Each line that follows should be printed again exactly as it stands.

* _Data section_
------

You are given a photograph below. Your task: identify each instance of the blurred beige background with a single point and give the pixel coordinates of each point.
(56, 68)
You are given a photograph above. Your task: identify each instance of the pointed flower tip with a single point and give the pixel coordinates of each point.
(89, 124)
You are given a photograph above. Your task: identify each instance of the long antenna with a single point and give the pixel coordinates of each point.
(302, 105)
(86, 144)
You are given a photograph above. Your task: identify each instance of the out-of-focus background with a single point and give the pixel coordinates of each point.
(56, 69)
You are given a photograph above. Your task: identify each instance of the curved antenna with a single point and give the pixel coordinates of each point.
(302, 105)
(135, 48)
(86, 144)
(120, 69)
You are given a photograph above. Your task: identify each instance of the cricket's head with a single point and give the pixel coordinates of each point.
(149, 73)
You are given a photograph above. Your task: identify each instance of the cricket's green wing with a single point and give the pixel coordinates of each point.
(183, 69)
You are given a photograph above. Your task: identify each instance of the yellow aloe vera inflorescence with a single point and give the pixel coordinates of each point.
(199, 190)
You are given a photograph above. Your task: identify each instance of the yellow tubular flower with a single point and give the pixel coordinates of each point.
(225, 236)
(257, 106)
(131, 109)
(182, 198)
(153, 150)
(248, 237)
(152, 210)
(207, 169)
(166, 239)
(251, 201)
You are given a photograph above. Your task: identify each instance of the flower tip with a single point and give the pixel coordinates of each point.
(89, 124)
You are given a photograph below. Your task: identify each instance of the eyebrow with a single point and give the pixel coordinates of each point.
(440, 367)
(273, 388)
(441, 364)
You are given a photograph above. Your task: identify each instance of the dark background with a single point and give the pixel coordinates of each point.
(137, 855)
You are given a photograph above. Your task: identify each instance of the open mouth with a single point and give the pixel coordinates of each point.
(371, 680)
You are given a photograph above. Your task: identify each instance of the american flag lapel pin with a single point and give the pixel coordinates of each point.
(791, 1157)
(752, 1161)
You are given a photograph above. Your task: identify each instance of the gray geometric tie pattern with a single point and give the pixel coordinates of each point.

------

* _Completed exercise_
You are given a photograph below. Your task: identify each instance of the blurred beige background with a single point and give the pixel coordinates of each point.
(56, 68)
You are given a photograph above. Your task: identify each instance of the pointed flower tip with a single point and give the pixel coordinates of each point.
(89, 124)
You are given a photograph above. Your task: identify each instance of the long antenna with a single point and give the pixel coordinates of each point.
(302, 105)
(86, 144)
You are given a photograph above. Your task: identify each instance of the out-of-focus background with a single point and give the pixel coordinates of each point.
(56, 69)
You are given a photograph above. Your task: identify each instance of the curved antenna with a single point and give the pixel coordinates of each point.
(302, 105)
(135, 48)
(86, 144)
(120, 69)
You are given a photograph above. Your task: identify each instance of the cricket's head with a single point and give the pixel coordinates of each point.
(149, 73)
You are given a photograph above. Your task: identify each instance of the cricket's green wing with a single point and give the pixel coordinates of each point.
(183, 69)
You are given a photograph above. Your task: identify each instance of the yellow aloe vera inflorescence with a single point and give the pixel coordinates of each point.
(199, 190)
You are given a photograph above. Your task: identify each instance of the yellow tubular flower with a single point and give the pixel coordinates of each point.
(225, 236)
(257, 106)
(131, 109)
(182, 198)
(153, 150)
(248, 237)
(152, 210)
(207, 169)
(166, 239)
(251, 201)
You are given a photograph above. Your task: identify each instance of the flower tip with a single point and give the pixel coordinates of each point.
(89, 124)
You are given a photograph below. Your task: identify each instance of the eyebrow with a single point and give the pixel coordinates of each point.
(440, 367)
(273, 388)
(441, 364)
You are given a photograph above. Your task: identify each instance of the dark background with a single point and give the pixel coordinates of each point.
(137, 855)
You are given a photograph above. Your task: identify each instance of the open mouth with a single point and give the pixel coordinates of each point.
(371, 680)
You are given a photograph above. Your task: identify each instance of the american flag lapel pin with a single point and give the pixel coordinates of each point.
(791, 1157)
(752, 1161)
You are given a photograph above. Your task: identify each instance of the gray geometric tie pattern with a single point and give the pixel coordinates of each point.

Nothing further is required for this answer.